- QUESTIONS TO ANSWER
[1] In the article on Claude Code's failure modes, transcribe the passage between "Vocabulary overcorrection. The" and "a looser rule.", inclusive.
[2] In the article on Claude Code's failure modes, which two things are said to exist specifically to bridge the gap left by context loss between sessions?
[3] Take the article on Claude Code's failure modes further, picking up right after its last sentence.

++++ TEXT SHOWN ++++

What Claude Code Gets Wrong
Six specific failures. The governance infrastructure exists because the tool has predictable failure modes.
I use Claude Code every day. The governance infrastructure exists because I’ve cataloged specific, repeatable failure modes. Six of them.
Vocabulary overcorrection. The voice protocol flags certain words and patterns. The model over-applies the flags. A word that’s fine in context gets replaced because it appears on a watchlist. “Innovative” is banned. “Innovation” used descriptively in a sentence about a historical event gets caught and rewritten. The overcorrection produces copy that avoids problems it doesn’t have. The fix is human override at the word level, not a looser rule.
Compound evaluation degradation. Ask the model to evaluate a page against one lens and you get a sharp, specific verdict. Ask it to evaluate the same page against five lenses simultaneously and the verdicts soften. Each lens gets less attention. The specificity drops. The evaluations start converging toward “adequate” because the model can’t hold five distinct evaluative frameworks at full resolution at the same time. The fix is sequential evaluation: one lens, full resolution, next lens, full resolution. The skill architecture (coordinator dispatches atomics) is built for this.
Context loss between sessions. The model starts each session without the decisions made in the previous one. A vocabulary choice, a positioning decision, a voice rule adjustment. Gone. The CLAUDE.md and the Savepoint Protocol exist specifically to bridge this gap. The savepoint carries the decision forward in a format the model can parse. Without it, the model makes the same decisions again, and sometimes it makes different ones.

++++ RECORD EXTRACTS ++++

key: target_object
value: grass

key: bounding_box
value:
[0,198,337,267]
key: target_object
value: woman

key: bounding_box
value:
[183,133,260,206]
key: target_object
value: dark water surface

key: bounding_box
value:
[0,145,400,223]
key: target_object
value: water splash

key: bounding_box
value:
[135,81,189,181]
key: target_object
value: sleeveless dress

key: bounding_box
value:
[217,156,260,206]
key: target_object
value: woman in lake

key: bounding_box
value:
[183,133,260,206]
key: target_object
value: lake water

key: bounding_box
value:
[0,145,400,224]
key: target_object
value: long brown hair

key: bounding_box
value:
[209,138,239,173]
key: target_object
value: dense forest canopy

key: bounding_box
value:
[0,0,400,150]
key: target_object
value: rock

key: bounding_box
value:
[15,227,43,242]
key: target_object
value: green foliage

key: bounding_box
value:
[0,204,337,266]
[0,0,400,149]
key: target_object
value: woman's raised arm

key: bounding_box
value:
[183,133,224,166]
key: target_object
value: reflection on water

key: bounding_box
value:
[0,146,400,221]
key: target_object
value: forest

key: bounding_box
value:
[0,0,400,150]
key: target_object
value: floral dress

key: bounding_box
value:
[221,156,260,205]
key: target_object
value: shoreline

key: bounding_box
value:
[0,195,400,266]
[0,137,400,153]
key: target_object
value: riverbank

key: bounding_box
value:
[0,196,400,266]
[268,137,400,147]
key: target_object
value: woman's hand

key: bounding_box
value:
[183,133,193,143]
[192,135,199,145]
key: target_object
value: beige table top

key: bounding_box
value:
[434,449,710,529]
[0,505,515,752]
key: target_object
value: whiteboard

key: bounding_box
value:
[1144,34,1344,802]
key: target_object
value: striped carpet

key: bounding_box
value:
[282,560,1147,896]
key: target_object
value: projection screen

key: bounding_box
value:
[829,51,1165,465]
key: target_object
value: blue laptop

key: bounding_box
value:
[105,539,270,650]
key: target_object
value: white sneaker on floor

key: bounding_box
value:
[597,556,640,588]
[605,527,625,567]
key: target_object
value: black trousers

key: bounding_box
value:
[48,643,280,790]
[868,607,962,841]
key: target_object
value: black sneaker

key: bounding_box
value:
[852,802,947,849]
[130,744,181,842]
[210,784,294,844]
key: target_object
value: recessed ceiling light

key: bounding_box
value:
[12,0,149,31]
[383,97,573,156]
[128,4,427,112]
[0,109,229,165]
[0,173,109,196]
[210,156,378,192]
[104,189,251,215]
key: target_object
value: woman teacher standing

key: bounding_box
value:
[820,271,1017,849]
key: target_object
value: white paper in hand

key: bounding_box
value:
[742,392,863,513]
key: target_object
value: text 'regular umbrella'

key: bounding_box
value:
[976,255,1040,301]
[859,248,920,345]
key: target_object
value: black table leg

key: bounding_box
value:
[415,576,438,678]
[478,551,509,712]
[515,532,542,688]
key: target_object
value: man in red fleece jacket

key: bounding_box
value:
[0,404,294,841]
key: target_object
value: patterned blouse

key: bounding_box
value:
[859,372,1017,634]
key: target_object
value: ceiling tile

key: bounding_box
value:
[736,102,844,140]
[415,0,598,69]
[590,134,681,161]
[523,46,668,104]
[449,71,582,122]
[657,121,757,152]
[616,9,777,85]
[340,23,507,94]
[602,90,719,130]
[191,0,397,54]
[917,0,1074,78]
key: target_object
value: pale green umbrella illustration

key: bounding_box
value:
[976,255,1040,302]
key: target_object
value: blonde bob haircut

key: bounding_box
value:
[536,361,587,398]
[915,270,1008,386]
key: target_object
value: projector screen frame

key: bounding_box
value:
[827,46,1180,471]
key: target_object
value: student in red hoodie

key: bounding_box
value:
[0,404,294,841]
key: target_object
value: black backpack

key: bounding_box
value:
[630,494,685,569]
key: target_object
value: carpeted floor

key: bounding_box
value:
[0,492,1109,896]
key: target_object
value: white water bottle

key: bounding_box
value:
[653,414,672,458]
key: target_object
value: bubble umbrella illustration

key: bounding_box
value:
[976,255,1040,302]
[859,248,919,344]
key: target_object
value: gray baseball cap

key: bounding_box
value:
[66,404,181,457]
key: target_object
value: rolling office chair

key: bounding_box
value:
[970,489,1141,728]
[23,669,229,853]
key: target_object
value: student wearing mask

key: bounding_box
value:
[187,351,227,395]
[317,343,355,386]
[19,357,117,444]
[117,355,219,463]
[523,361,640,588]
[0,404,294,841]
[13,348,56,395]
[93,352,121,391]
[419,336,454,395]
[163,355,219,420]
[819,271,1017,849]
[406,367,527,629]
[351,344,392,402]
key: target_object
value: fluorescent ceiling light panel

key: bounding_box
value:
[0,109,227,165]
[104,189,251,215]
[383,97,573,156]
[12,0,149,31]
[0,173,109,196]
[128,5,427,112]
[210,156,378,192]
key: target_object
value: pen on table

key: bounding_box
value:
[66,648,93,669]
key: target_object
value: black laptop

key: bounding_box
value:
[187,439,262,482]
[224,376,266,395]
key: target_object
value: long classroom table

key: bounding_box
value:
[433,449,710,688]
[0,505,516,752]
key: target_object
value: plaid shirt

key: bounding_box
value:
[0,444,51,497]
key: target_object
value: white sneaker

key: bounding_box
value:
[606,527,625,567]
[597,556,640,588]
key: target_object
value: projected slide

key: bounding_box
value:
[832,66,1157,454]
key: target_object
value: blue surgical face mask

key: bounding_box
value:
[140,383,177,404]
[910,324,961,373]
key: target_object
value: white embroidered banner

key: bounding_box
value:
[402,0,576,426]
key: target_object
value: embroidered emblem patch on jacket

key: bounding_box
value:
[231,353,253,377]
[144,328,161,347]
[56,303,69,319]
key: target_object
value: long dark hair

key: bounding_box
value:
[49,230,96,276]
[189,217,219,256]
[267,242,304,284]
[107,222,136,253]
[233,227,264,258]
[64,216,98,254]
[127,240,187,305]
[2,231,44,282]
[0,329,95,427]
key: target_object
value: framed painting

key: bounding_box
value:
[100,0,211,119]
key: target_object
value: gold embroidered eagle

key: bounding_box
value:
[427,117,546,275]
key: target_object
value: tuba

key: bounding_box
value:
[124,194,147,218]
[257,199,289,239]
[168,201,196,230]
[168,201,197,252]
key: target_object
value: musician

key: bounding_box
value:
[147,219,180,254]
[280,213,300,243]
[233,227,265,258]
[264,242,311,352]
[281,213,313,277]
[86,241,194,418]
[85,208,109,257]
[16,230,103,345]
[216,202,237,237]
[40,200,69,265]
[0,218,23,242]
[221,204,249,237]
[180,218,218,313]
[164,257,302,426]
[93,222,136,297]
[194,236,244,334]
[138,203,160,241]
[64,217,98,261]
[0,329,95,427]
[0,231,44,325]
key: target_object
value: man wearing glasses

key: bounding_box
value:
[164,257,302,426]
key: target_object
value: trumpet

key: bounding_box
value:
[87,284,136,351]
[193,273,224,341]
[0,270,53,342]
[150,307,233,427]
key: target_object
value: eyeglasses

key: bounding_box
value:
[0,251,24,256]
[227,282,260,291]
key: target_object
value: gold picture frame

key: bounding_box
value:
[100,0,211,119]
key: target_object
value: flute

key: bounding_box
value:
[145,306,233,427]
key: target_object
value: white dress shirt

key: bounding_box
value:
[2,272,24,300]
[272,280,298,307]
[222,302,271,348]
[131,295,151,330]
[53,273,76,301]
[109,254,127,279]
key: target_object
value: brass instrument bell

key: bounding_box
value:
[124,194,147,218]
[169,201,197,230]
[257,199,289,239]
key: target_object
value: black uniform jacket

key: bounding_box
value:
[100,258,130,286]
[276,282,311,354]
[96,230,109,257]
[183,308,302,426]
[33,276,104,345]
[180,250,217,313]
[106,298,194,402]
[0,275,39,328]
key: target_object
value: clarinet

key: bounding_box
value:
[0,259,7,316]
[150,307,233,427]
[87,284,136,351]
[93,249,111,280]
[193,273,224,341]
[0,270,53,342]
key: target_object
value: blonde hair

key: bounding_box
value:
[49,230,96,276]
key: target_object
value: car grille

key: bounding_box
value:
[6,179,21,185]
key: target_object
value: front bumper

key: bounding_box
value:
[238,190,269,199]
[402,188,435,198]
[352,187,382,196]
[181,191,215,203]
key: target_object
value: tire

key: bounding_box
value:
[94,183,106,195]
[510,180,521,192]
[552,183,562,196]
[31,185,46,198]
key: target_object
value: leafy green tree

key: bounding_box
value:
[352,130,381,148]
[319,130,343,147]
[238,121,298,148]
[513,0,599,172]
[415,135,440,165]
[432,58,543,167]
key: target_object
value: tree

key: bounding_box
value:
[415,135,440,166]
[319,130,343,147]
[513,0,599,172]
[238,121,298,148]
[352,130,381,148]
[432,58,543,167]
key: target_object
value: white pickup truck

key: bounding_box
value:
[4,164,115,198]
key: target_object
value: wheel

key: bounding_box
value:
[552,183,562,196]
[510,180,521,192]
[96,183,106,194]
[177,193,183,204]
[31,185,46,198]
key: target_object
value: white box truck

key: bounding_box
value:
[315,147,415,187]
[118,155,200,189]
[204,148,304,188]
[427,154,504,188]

++++

- ANSWERS TO EACH TASK
[1]
Vocabulary overcorrection. The voice protocol flags certain words and patterns. The model over-applies the flags. A word that’s fine in context gets replaced because it appears on a watchlist. “Innovative” is banned. “Innovation” used descriptively in a sentence about a historical event gets caught and rewritten. The overcorrection produces copy that avoids problems it doesn’t have. The fix is human override at the word level, not a looser rule.

[2] The CLAUDE.md and the Savepoint Protocol.

[3]
Copy that sounds like no one. The model produces clean, competent prose that belongs to nobody. Same cadence, same transitions, same way of building to a point. The voice protocol catches the surface tells (em dashes, negation-affirmation, epigrammatic closers). But the deeper failure is tonal: the copy passes every check and still sounds generated. The fix is compilation, not generation. Source the material from real conversations where my voice is already present. Let the model assemble from source, not generate from prompt.
False positive governance. The model catches a pattern it was told to catch, but the pattern isn’t a problem in context. “Not X. Y.” is a banned structure because it’s the primary AI tell. But I sometimes speak in negation-affirmation naturally. “That wasn’t a design problem. It was a governance problem.” That’s how I talk. The protocol flags it. The model replaces it. The replacement is technically compliant and loses my voice. The governance system was too tight. The fix was human override: governance that informs while the human decides.
Epigrammatic closers that mean nothing. The model gravitates toward short, punchy, quotable closing sentences. Mirrored structures. Symmetrical reversals. Sentences that sound like they belong on a poster. “The materials changed. The operations didn’t.” Pull that sentence apart and it’s a compression of the section’s point into a form designed to land hard. But it doesn’t communicate anything the section hasn’t already communicated. It performs insight instead of adding it. The voice protocol now catches these explicitly, but the model still reaches for them because the pattern is deeply embedded in its training.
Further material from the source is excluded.